* [WHAT YOU WILL DO]
Every entry, from first to last, must be written out exactly.

[Records contained in a dataset]
--
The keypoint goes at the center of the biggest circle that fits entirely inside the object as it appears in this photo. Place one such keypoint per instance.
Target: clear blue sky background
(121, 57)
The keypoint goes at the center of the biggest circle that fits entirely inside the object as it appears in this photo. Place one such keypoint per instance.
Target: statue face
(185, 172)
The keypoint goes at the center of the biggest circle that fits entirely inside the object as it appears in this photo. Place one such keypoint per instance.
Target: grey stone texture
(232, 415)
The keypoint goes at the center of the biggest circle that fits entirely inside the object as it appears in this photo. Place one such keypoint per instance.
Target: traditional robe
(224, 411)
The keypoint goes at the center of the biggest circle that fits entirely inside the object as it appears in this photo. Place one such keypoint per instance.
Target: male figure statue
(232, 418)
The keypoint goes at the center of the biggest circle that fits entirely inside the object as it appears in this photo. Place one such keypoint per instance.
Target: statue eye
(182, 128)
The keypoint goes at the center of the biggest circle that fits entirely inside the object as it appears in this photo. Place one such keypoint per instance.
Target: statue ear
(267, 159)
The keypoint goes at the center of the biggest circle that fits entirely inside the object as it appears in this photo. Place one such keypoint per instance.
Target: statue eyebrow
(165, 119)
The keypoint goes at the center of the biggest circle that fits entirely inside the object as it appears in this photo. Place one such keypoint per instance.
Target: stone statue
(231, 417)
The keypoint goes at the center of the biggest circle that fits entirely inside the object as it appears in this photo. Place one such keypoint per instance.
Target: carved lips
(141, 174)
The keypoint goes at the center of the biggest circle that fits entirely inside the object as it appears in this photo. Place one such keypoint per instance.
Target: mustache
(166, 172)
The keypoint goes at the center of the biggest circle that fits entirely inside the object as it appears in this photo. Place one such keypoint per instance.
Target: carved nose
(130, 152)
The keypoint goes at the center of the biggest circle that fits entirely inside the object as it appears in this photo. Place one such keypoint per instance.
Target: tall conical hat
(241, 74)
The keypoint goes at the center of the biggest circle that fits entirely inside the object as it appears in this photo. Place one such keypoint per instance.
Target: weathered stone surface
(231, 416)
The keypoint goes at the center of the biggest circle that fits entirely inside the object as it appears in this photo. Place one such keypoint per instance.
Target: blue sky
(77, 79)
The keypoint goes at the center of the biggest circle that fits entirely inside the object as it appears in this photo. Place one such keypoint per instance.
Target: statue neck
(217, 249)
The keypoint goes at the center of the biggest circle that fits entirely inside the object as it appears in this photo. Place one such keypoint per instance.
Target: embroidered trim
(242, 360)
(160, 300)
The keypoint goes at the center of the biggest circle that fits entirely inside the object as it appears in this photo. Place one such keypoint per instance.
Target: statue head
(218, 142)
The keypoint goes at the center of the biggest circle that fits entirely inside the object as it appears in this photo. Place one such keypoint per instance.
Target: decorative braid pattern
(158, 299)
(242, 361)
--
* [TASK SOLUTION]
The keypoint goes at the center of the biggest circle that fits entirely inside the object as it appears in this photo. Place one such keypoint per instance.
Target: clear blue sky background
(121, 57)
The keypoint goes at the center of the biggest circle that fits entirely inside the object as it appears in this photo. Place one such keypoint per instance.
Target: statue face
(185, 172)
The keypoint goes at the center of the biggest circle that fits entirely inside the object as it appears in this photo. Place one such keypoint per instance.
Target: grey stone texture
(232, 415)
The keypoint goes at the center of the biggest circle that fits entirely inside the object as it appears in this photo. Place one such keypoint per instance.
Target: traditional robe
(224, 411)
The keypoint goes at the center of the biggest circle that fits entirely inside the object as it appears in this photo. Place one such keypoint per instance.
Target: male figure statue
(232, 418)
The keypoint goes at the center of the biggest circle that fits entirely inside the object as it appears in this photo. Place one such keypoint per instance.
Target: statue eye
(182, 128)
The keypoint goes at the center of the biggest circle that fits entirely inside the object as it appears in this photo. Place one such keypoint per instance.
Target: statue ear
(267, 159)
The keypoint goes at the center of the biggest circle that fits entirely inside the object as it appears in this photo. Place one such keypoint per instance.
Target: statue eyebrow
(165, 119)
The keypoint goes at the center of the biggest circle that fits entirely inside the object as it appears in this photo. Place one such keypoint per instance.
Target: stone statue
(231, 417)
The keypoint goes at the center of the biggest circle that fits entirely inside the object as it appears in this photo. Place one such keypoint per instance.
Target: carved lips
(141, 174)
The keypoint goes at the center of the biggest circle that fits entirely inside the object as it appears in this photo. Place one such keypoint per instance.
Target: mustache
(166, 172)
The keypoint goes at the center of the biggest circle that fits entirely inside the object as it appears in this photo. Place one such keypoint per instance.
Target: carved nose
(130, 152)
The keypoint goes at the center of the biggest circle that fits entirely inside the object as it appears in this photo. Place one such keypoint per instance.
Target: tall conical hat
(241, 74)
The keypoint goes at the center of the biggest circle that fits entirely inside the object as it appears in this photo. Place one such keypoint per instance.
Target: weathered stone surface
(231, 416)
The keypoint goes at the center of the biggest circle that fits entirely inside the object as it appears in this photo. Place one such keypoint per instance.
Target: blue sky
(77, 79)
The keypoint goes at the center of the biggest circle that fits entirely inside the object as it appears in this photo. Place one such keypoint per instance.
Target: statue neck
(217, 249)
The keypoint goes at the center of the biggest circle that fits entirely inside the object as it appears in this photo. Place one such keypoint per instance.
Target: embroidered trim
(242, 360)
(160, 300)
The keypoint goes at the center of the biggest circle that fits entirely inside the object as it appears in this photo. Place one such keypoint per instance.
Target: statue head
(218, 142)
The keypoint goes at the center of the biggest circle that fits entirely inside the object as it appears in this photo. Place one such keypoint per instance.
Target: decorative braid pattern
(158, 299)
(242, 361)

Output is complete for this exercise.